TASK
From the records below, keep only the lines containing the word "piece" and copy each one out. Matching is case-sensitive.

-- Begin DATA LISTING --

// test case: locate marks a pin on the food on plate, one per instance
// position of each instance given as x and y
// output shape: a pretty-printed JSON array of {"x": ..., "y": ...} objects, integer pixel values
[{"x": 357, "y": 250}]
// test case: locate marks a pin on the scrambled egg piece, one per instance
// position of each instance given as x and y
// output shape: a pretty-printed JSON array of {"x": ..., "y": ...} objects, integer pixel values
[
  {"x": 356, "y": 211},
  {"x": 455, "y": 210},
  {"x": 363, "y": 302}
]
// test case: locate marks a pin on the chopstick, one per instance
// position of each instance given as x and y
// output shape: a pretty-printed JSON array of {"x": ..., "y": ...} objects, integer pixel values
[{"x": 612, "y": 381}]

-- End DATA LISTING --
-- Begin DATA LISTING --

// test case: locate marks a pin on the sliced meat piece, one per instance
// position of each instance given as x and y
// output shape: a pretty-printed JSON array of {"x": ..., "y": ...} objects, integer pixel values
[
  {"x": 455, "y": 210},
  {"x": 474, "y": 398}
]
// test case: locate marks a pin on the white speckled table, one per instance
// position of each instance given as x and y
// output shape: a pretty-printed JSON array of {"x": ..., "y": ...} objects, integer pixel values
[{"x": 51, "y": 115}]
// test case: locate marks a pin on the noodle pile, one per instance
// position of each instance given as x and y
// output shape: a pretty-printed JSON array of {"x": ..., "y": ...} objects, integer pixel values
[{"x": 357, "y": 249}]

-- End DATA LISTING --
-- Begin DATA LISTING --

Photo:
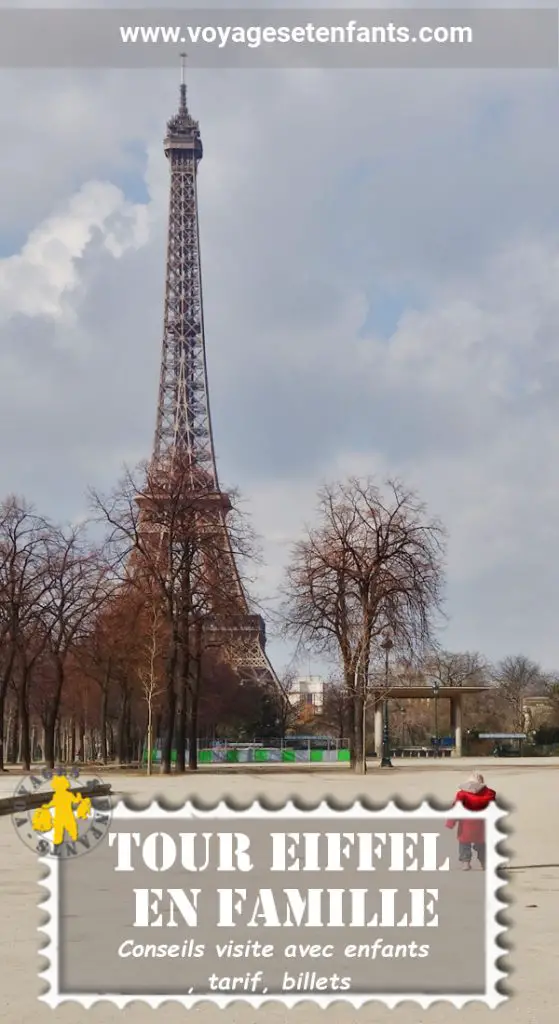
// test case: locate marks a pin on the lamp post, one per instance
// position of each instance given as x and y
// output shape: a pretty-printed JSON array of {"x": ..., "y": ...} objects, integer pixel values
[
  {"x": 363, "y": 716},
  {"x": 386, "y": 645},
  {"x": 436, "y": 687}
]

-- End DATA LISTING --

RESPONSE FOR THIS EXERCISE
// test case: locate marks a pin on the scrambled egg piece, one per instance
// test case: locate marks a pin on the sliced meat piece, one per instance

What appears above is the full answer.